**Aim of the task**
Update the lines below by swapping each "with a marker" for "with a point", leaving everything else unchanged.

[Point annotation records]
┌──

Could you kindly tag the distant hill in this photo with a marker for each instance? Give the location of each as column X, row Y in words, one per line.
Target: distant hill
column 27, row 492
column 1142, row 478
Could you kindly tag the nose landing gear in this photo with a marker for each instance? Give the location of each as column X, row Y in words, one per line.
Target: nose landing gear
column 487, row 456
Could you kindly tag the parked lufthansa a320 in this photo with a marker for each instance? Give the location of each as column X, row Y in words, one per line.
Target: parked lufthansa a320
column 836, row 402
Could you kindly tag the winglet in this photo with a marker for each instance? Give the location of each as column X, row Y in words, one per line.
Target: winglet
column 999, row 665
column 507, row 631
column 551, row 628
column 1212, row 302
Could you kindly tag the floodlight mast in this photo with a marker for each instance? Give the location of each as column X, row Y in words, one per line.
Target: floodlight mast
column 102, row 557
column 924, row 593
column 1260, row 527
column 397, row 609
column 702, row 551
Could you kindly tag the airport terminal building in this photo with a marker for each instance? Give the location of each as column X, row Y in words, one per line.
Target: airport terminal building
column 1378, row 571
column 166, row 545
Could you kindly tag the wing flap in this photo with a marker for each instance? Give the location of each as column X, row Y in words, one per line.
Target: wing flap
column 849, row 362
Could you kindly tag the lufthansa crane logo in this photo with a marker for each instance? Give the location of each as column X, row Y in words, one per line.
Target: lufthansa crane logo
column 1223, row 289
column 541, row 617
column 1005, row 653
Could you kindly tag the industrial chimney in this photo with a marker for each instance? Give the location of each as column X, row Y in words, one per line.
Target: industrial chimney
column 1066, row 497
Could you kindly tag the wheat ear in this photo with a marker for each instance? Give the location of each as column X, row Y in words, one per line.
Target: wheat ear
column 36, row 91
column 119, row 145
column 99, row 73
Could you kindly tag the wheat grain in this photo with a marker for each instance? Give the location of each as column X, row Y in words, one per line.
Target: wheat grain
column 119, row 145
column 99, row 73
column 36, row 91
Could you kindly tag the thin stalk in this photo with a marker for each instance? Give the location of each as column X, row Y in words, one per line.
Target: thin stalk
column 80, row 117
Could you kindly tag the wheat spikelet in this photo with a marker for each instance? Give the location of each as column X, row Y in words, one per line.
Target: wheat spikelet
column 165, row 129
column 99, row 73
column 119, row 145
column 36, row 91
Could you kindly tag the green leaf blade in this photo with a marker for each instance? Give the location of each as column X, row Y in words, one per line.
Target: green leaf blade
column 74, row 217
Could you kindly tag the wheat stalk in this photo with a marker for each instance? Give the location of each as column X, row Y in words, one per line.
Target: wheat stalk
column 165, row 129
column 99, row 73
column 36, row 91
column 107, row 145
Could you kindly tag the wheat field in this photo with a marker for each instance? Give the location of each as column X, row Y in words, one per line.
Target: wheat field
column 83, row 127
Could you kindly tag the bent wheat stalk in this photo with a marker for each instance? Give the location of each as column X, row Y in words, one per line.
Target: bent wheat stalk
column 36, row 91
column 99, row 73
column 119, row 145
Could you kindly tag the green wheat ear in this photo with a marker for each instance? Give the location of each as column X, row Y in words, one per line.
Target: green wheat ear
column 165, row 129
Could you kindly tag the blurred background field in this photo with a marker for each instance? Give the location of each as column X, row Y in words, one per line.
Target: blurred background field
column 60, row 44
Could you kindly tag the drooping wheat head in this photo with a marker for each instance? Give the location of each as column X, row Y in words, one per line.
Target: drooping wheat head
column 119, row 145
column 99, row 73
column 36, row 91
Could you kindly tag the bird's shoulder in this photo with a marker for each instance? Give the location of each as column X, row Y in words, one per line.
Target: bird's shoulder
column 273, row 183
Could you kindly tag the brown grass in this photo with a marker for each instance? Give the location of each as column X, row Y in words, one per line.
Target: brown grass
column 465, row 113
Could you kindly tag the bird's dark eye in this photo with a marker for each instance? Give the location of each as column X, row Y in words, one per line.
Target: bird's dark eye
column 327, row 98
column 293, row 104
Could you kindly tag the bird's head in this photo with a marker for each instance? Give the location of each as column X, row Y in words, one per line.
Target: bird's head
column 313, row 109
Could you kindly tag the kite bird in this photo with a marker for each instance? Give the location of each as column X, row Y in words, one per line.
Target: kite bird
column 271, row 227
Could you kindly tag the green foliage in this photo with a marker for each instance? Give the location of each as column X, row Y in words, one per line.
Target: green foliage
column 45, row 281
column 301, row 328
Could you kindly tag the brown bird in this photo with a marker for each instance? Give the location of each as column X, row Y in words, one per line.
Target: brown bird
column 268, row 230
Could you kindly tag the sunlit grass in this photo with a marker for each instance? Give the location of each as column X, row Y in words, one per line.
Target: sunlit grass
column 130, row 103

└──

**Exercise solution**
Could you kindly tag the distant hill in this photo with a point for each instance? Give the location of each as column X, row Y in words, one per line.
Target: distant hill
column 27, row 492
column 1142, row 478
Could you kindly tag the nose landing gear in this photo with a point for each instance? Give the location of each as column X, row Y in words, one per line.
Target: nose landing gear
column 487, row 456
Could you kindly tag the parked lufthansa a320 in this photo with a point for each instance? Give the location of each as column X, row Y in words, one per line.
Target: parked lufthansa a320
column 836, row 402
Could you kindly tag the winglet in this photo with a point for each instance? Give the location of each as column X, row Y in words, one per line.
Target: winglet
column 999, row 665
column 507, row 631
column 551, row 628
column 1212, row 302
Could you kindly tag the floodlight mast in this photo with a point for each instance? Give the location of each as column X, row Y in words, one per line.
Target: floodlight mast
column 102, row 557
column 924, row 593
column 1260, row 527
column 397, row 609
column 702, row 551
Could you kindly tag the airport terminal building in this photo with a point for each instance? Give the location of each as column X, row Y in words, one per line.
Target: airport terminal building
column 1378, row 571
column 166, row 545
Could you kindly tag the wing flap in this photo with a point for each instance? Give the location of each as column X, row Y in words, one per line.
Target: wing flap
column 849, row 362
Could you kindly tag the lufthansa crane logo in this photo with a point for each instance? Give the location of each as column X, row Y in words, one per line.
Target: lufthansa crane logo
column 1223, row 289
column 541, row 617
column 1005, row 653
Could you kindly tag the industrial chimney in this photo with a point for each instance? Give the location of each as column X, row Y in words, one per line.
Target: industrial chimney
column 1066, row 497
Could you kindly tag the wheat ear in this photo with a point for each instance? Give the location of each as column X, row Y in words, one per line.
Target: wheat ear
column 36, row 91
column 119, row 145
column 99, row 73
Could you kindly tag the wheat grain in this photo with a point for each instance? Give the location of each as column X, row Y in words, one per line.
Target: wheat grain
column 119, row 145
column 99, row 73
column 36, row 91
Could you kindly tag the thin stalk in this photo with a point for each instance? Give the location of each as column X, row Y in words, one per line.
Target: thin stalk
column 80, row 117
Could you kindly tag the wheat spikelet in this photo with a point for each instance? Give the location of each as column X, row Y in words, one per line.
Target: wheat spikelet
column 165, row 129
column 99, row 73
column 119, row 145
column 36, row 91
Could you kindly tag the green leaf blade in this photo with a point for each instance? Give the location of each as column X, row Y in words, one per line.
Target: green leaf blade
column 74, row 217
Could you kindly tag the wheat stalk in this photo with a point for each instance? Give the location of each as column X, row Y in words, one per line.
Target: wheat stalk
column 165, row 129
column 99, row 73
column 36, row 91
column 107, row 145
Could you kindly tag the wheat field in this photo with a point for each instance? Give the location of each as column X, row Y in words, one per line.
Target: wheat field
column 83, row 127
Could you kindly tag the bent wheat stalk in this photo with a point for each instance? Give the location of each as column X, row Y in words, one per line.
Target: bent wheat stalk
column 36, row 91
column 99, row 73
column 119, row 145
Could you kindly tag the green wheat ear in this photo with a point for each instance? Give the location of each as column X, row Y in words, one per line.
Target: green wheat ear
column 165, row 129
Could you kindly tag the blurred background field in this photo with a point for each instance? Give the location of each as column X, row Y in words, one per line.
Target: blurred background field
column 60, row 44
Could you kindly tag the drooping wheat head in this photo with a point for each instance? Give the location of each as column X, row Y in words, one per line.
Target: drooping wheat head
column 119, row 145
column 99, row 73
column 36, row 91
Could you kindly tag the bird's shoulder in this photo with a point for each instance? Give the location of each as column X, row Y in words, one per line.
Target: bird's shoulder
column 273, row 183
Could you kindly tag the brown grass in this photo with a point for each instance? Give the location of each as column X, row Y in words, one per line.
Target: brown grass
column 465, row 113
Could you kindly tag the bird's dark eye in this photo with a point for each instance? Give the location of each as column X, row Y in words, one per line.
Target: bird's dark eye
column 327, row 98
column 293, row 104
Could you kindly tag the bird's head in this photo with a point for each instance? Give the location of each as column X, row Y in words, one per line.
Target: bird's head
column 313, row 109
Could you kindly tag the kite bird in this photo with a point for each instance? Give the location of each as column X, row Y in words, one per line.
Target: kite bird
column 271, row 227
Could you kindly tag the green foliage in this photo with a point for each instance? Give the location of each as column X, row Y in words, one per line.
Target: green foliage
column 45, row 281
column 301, row 328
Could you kindly tag the brown bird in this photo with a point for each instance? Give the location of each as column X, row Y in words, one per line.
Target: brown bird
column 268, row 230
Could you kindly tag the sunlit grass in this photo with a point for each instance? Give the location of each as column X, row Y in words, one per line.
Target: sunlit grass
column 130, row 103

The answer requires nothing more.